### What you are asked to do
From the text on structural protein analysis on Nimbus clouds, list every organization it names as leading or being a partner in the MapReduce ANR project.

### Supplied text
%%

Structural protein analysis on Nimbus clouds

Proteins are major components of the life. They are involved in lots of biochemical reactions and vital mechanisms for the living organisms. The three-dimensional (3D) structure of a protein is essential for its function and for its participation to the whole metabolism of a living organism. However, due to experimental limitations, only few protein structures (roughly, 60,000) have been experimentally determined, compared to the millions of proteins sequences which are known. In the case of structural genomics, the knowledge of the 3D structure may be not sufficient to infer the function. Thus, an usual way to make a structural analysis of a protein or to infer its function is to compare its known, or potential, structure to the whole set of structures referenced in the Protein Data Bank (PDB).

In the framework of the MapReduce ANR project led by KerData, we focus on the SuMo application (Surf the Molecules) proposed by Institute for Biology and Chemistry of the Proteins from Lyon (IBCP, a partner in the MapReduce project). This application performs structural protein analysis by comparing a set of protein structures against a very large set of structures stored in a huge database. This is a typical data-intensive application that can leverage the Map-Reduce model for a scalable execution on large-scale distributed platforms. Our goal is to explore storage-level concurrency-oriented optimizations to make the SuMo application scalable for large-scale experiments of protein structures comparison on cloud infrastructures managed using the Nimbus IaaS toolkit developed at Argonne National Lab (USA).

If the results are convincing, then they can immediately be applied to the derived version of this application for drug design in an industrial context, called MED-SuMo, a software managed by the MEDIT SME (also a partner in this project). For pharmaceutical and biotech industries, such an implementation run over a cloud computing facility opens several new applications for drug design. Rather than searching for 3D similarity into biostructural data, it will become possible to classify the entire biostructural space and to periodically update all derivative predictive models with new experimental data. The applications in that complete chemo-proteomic vision concern the identification of new druggable protein targets and thereby the generation of new drug candidates.

%%

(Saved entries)
%%

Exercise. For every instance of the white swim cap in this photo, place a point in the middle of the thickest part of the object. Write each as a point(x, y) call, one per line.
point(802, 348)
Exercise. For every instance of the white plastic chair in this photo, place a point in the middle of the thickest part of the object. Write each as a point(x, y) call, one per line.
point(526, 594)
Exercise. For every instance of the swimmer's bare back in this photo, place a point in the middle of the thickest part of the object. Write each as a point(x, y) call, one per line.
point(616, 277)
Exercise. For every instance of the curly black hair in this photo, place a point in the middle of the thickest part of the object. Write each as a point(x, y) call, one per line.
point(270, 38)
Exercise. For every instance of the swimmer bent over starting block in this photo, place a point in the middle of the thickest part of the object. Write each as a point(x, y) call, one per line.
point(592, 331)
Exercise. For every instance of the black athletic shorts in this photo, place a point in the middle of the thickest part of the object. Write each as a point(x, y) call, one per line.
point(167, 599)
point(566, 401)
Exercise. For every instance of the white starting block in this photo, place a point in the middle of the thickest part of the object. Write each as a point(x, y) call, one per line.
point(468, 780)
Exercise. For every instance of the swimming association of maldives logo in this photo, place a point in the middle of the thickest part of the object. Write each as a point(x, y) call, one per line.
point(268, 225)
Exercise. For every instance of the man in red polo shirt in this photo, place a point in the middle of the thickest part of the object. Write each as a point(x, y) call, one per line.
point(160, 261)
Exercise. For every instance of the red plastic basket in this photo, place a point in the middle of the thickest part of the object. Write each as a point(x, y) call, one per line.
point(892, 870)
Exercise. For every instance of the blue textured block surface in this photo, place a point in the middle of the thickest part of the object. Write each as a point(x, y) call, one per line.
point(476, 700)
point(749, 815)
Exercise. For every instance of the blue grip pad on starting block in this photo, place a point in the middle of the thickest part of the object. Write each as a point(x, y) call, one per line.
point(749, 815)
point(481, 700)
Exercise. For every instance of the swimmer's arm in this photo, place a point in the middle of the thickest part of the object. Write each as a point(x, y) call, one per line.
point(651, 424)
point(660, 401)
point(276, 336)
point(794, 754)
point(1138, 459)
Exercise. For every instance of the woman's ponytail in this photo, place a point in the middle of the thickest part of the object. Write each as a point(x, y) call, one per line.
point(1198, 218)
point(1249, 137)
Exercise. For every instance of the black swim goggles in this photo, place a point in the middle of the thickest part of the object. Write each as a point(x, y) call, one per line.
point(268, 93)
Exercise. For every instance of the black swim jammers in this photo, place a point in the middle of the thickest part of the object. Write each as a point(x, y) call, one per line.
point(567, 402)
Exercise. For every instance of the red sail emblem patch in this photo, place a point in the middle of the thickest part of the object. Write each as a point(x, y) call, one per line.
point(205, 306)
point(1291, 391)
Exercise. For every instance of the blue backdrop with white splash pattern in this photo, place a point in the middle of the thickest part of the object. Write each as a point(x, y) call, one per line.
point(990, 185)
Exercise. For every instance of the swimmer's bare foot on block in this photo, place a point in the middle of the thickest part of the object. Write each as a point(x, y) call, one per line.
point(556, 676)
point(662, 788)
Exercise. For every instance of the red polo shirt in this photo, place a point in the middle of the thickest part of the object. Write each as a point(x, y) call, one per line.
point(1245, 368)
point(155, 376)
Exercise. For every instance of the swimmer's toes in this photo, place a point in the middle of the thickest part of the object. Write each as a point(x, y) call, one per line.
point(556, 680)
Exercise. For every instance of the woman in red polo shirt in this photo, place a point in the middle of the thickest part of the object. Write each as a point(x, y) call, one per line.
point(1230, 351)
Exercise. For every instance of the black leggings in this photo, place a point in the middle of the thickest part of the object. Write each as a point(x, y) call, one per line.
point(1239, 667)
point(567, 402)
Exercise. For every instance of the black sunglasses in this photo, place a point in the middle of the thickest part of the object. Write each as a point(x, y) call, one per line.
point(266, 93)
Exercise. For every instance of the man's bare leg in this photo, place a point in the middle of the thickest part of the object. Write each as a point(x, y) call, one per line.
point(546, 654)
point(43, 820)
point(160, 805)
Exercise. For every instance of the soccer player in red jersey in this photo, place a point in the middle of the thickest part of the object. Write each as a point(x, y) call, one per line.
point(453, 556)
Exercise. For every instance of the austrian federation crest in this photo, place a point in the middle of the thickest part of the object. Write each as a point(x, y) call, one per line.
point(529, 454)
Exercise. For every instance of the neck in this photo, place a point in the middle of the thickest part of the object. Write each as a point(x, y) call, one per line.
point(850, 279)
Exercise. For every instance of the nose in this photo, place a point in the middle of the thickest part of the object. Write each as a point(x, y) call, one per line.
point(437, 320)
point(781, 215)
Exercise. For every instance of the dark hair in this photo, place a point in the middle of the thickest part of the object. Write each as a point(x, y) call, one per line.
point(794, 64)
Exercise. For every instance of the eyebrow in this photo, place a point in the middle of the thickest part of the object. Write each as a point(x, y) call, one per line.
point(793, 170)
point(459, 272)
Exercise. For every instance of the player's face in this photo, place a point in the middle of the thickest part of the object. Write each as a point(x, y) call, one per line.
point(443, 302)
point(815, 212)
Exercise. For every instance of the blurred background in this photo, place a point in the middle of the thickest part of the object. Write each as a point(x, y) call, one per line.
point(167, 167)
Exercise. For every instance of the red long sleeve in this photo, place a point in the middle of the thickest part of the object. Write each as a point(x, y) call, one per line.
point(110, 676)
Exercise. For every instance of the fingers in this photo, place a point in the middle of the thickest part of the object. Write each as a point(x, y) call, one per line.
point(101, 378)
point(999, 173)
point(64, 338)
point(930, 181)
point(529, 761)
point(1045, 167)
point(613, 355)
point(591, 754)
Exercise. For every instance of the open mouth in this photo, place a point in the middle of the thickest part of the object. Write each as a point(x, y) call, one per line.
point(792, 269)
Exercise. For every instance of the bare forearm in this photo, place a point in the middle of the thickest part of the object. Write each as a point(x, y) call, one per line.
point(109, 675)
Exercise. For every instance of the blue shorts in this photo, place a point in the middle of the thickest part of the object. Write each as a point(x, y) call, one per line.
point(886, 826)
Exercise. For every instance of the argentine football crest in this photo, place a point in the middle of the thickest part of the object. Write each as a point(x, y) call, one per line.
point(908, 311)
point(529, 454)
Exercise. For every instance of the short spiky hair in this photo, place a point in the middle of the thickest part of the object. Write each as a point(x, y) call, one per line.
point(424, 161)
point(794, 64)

%%

### Expected answer
- KerData (leads the project)
- Institute for Biology and Chemistry of the Proteins from Lyon (IBCP)
- MEDIT SME